* [EXTRACT TO READ]
Measels pictureFrom January 1 to January 30, 2015, 102 people from 14 states were reported to have measles*. Most of these cases are part of a large, ongoing multi-state outbreak linked to an amusement park in California.

  • Measles is a highly contagious respiratory disease caused by a virus. It spreads through the air through coughing and sneezing.
  • Measles starts with a fever, runny nose, cough, red eyes, and sore throat, and is followed by a rash that spreads all over the body.
  • About three out of 10 people who get measles will develop one or more complications including pneumonia, ear infections, or diarrhea.
  • Complications are more common in adults and young children.
  • To date there are no known cases of measles in the state of Oklahoma. The last confirmed case was detected in 1997. However more than 100 people in 14 states have contracted measles linked to an exposure at Disneyland . Enclosed information is shared as a part of our efforts to keep you informed about best public health practice.

Measles information for parents

Measles and the Vaccine (Shot) to Prevent It

The best way to protect against measles is to get the measles-mumps-rubella shot (called the MMR shot). Doctors recommend that all children get the MMR shot.

Why should my child get the MMR shot?

The MMR shot:

  • Protects your child from measles, a potentially serious disease (and also protects against mumps and rubella)
  • Prevents your child from getting an uncomfortable rash and high fever from measles
  • Keeps your child from missing school or childcare (and keeps you from missing work to care for your sick child)

Recorded data

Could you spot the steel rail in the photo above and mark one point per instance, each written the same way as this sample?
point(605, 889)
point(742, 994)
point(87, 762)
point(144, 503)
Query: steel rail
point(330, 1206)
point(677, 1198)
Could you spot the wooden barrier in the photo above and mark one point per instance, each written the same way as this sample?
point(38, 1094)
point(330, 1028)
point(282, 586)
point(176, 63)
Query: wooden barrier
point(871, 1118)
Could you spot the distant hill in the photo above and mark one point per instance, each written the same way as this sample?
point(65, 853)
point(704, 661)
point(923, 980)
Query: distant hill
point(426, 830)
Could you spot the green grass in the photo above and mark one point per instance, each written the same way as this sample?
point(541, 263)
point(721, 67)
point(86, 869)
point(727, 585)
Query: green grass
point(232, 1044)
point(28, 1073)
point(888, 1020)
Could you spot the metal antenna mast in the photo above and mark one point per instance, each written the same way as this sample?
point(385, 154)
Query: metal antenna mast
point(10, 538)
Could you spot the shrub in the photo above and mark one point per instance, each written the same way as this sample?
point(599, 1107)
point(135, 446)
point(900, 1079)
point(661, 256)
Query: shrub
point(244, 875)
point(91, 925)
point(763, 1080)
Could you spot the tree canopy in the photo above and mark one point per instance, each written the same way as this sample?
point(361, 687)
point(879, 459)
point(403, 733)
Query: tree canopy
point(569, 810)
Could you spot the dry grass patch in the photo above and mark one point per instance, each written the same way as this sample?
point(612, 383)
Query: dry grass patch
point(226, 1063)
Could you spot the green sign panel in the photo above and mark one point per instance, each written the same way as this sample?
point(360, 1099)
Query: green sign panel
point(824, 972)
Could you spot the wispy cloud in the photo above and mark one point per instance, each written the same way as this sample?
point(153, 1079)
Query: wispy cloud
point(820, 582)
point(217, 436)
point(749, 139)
---
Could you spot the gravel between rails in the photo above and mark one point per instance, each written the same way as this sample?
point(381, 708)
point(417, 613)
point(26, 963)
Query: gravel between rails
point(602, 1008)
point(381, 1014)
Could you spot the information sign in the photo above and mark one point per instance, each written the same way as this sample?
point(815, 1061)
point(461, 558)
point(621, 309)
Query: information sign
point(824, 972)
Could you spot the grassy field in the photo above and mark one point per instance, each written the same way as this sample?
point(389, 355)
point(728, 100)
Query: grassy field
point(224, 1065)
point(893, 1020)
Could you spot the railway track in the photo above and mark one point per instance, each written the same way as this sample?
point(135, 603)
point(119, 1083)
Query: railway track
...
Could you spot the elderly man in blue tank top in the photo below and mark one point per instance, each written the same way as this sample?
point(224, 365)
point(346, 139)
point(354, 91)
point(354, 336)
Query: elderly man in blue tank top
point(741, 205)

* [TASK INSTRUCTIONS]
1. In what year was the last confirmed case of measles detected in Oklahoma, according to the measles fact sheet?
2. Carry the measles fact sheet forward, starting right after its last line.

* [TASK RESPONSES]
1. 1997

2.
Is the MMR shot safe?

Yes. The MMR shot is very safe, and it is effective at preventing measles (as well as mumps and rubella). Vaccines, like any medicine, can have side effects. But most children who get the MMR shot have no side effects.

Is there a link between the MMR shot and autism?

No. Scientists in the United States and other countries have carefully studied the MMR shot. None has found a link between autism and the MMR shot.

What are the symptoms of measles?

Measles starts with a fever that can get very high. Some of the other symptoms that may occur are:

  • Cough, runny nose, and red eyes
  • Rash of tiny, red spots that start at the head and spread to the rest of the body
  • Diarrhea
  • Ear infection

Is it serious?

Measles can be dangerous, especially for babies and young children. From 2001-2013, 28% of children younger than 5 years old who had measles had to be treated in the hospital.

For some children, measles can lead to:

  • Pneumonia (a serious lung infection)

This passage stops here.